## START Entries

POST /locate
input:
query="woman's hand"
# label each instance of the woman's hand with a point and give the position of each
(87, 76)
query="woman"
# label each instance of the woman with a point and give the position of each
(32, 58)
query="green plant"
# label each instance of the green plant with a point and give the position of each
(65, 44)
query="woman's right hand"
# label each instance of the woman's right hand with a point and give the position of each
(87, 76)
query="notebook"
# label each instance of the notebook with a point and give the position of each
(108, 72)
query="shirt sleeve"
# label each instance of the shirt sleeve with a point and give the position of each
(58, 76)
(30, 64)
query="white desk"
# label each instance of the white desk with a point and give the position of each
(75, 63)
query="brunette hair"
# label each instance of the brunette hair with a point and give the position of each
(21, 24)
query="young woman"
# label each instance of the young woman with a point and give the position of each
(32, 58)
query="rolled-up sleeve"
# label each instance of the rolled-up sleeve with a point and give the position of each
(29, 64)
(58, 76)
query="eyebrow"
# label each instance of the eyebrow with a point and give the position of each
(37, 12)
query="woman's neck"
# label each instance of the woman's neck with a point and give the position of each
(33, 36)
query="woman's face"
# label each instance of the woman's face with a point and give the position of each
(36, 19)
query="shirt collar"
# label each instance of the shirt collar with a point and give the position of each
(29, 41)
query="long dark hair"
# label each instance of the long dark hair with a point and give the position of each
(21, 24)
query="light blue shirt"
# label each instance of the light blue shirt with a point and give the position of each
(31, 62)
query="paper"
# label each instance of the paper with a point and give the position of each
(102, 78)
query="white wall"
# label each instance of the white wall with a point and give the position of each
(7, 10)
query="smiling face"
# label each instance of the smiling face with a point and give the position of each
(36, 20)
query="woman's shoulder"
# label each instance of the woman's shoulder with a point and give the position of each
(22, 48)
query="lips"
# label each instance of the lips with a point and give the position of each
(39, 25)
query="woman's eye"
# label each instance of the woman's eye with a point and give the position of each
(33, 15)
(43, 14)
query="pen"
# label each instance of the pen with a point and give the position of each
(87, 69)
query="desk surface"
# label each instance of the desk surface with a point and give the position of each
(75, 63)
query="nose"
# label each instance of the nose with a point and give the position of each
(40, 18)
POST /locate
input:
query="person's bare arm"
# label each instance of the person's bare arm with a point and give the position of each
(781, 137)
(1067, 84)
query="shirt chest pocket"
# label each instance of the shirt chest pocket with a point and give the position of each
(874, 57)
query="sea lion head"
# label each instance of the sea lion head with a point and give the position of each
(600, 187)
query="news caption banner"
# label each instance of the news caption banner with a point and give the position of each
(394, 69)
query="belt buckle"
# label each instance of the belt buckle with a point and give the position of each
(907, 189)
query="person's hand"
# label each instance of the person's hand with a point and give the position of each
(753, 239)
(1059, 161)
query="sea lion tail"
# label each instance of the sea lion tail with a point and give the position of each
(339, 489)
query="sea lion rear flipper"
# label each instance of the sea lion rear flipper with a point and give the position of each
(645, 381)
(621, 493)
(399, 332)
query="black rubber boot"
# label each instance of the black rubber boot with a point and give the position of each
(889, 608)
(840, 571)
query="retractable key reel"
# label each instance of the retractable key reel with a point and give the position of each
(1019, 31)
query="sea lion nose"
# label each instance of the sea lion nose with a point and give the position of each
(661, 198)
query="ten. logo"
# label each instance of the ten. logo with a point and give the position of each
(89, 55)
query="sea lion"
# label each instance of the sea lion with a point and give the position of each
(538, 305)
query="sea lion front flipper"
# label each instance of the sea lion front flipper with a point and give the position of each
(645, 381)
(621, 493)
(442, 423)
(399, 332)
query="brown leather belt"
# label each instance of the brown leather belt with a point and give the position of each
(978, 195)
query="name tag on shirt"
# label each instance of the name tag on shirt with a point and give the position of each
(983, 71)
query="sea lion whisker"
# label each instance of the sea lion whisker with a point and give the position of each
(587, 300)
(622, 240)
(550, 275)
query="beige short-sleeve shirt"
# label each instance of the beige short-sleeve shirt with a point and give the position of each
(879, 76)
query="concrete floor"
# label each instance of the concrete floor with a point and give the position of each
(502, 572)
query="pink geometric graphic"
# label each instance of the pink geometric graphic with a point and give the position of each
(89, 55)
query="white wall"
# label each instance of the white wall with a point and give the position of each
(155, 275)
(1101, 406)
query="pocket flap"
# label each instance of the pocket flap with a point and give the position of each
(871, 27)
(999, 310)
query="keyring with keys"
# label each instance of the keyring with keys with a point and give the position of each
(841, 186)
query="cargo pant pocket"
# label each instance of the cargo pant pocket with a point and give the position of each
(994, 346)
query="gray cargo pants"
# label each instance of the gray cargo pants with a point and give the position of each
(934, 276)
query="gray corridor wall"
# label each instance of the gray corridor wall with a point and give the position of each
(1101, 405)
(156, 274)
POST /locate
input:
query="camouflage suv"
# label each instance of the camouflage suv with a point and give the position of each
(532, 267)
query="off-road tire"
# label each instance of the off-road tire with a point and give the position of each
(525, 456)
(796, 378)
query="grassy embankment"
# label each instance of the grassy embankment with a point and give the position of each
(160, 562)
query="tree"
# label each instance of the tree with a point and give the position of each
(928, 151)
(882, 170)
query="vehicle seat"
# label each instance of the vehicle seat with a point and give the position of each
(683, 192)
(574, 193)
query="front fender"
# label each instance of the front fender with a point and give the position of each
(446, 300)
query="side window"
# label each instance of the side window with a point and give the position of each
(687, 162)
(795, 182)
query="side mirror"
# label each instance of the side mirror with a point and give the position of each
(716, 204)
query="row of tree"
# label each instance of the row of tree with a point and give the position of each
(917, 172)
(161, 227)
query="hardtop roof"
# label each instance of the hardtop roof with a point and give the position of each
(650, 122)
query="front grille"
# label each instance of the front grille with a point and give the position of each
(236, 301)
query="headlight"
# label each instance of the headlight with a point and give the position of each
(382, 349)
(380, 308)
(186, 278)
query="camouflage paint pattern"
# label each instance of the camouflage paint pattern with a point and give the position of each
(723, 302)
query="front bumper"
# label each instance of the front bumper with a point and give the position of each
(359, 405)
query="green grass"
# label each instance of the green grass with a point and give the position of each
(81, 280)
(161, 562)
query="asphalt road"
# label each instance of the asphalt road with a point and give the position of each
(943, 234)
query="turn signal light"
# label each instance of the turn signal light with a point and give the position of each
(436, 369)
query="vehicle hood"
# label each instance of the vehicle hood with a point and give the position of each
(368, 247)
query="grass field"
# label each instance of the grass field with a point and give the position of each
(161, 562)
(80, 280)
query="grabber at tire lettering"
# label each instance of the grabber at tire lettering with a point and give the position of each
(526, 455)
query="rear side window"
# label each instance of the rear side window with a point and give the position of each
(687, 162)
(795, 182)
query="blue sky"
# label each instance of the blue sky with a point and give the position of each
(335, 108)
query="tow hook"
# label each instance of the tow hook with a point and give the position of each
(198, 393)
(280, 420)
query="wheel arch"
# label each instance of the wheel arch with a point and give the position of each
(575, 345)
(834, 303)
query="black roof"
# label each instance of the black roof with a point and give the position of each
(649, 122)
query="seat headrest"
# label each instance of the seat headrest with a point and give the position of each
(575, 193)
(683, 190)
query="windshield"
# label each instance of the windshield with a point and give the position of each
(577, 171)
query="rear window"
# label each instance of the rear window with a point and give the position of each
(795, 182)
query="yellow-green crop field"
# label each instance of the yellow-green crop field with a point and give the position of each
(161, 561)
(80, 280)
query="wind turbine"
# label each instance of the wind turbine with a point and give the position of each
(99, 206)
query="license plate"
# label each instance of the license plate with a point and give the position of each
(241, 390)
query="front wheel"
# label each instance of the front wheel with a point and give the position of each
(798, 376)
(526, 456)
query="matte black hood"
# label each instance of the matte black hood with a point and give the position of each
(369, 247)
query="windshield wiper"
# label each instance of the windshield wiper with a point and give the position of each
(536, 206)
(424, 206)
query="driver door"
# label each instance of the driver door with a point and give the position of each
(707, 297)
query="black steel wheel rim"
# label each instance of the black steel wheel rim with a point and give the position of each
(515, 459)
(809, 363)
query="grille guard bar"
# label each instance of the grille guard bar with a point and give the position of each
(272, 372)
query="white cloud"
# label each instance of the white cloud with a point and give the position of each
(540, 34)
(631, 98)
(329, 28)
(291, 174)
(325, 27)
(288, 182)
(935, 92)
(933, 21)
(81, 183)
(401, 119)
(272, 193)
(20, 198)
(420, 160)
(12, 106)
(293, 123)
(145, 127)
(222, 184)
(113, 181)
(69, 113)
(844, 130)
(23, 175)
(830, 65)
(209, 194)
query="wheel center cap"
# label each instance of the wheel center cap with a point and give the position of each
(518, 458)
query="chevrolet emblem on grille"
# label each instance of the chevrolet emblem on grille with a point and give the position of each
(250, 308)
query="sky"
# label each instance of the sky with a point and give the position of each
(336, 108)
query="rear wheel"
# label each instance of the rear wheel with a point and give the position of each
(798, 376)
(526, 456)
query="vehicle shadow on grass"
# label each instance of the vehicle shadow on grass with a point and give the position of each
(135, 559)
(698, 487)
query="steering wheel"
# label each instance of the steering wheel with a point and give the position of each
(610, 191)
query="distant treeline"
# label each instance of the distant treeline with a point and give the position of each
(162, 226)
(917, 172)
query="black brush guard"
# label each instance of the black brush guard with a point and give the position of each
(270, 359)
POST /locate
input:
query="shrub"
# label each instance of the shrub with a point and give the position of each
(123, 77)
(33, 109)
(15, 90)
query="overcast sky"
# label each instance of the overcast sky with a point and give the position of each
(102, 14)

## END Entries

**Problem**. Filter the lines above, keeping every one that contains the string "white". Case counts.

**Result of this task**.
query="white desk"
# label each instance of the white desk with a point and give the position of each
query="white wall"
# label each instance of the white wall with a point and give the position of each
query="white wall"
# label each instance of the white wall with a point and give the position of each
query="white cloud"
# label each instance of the white cloud with a point and give the position of each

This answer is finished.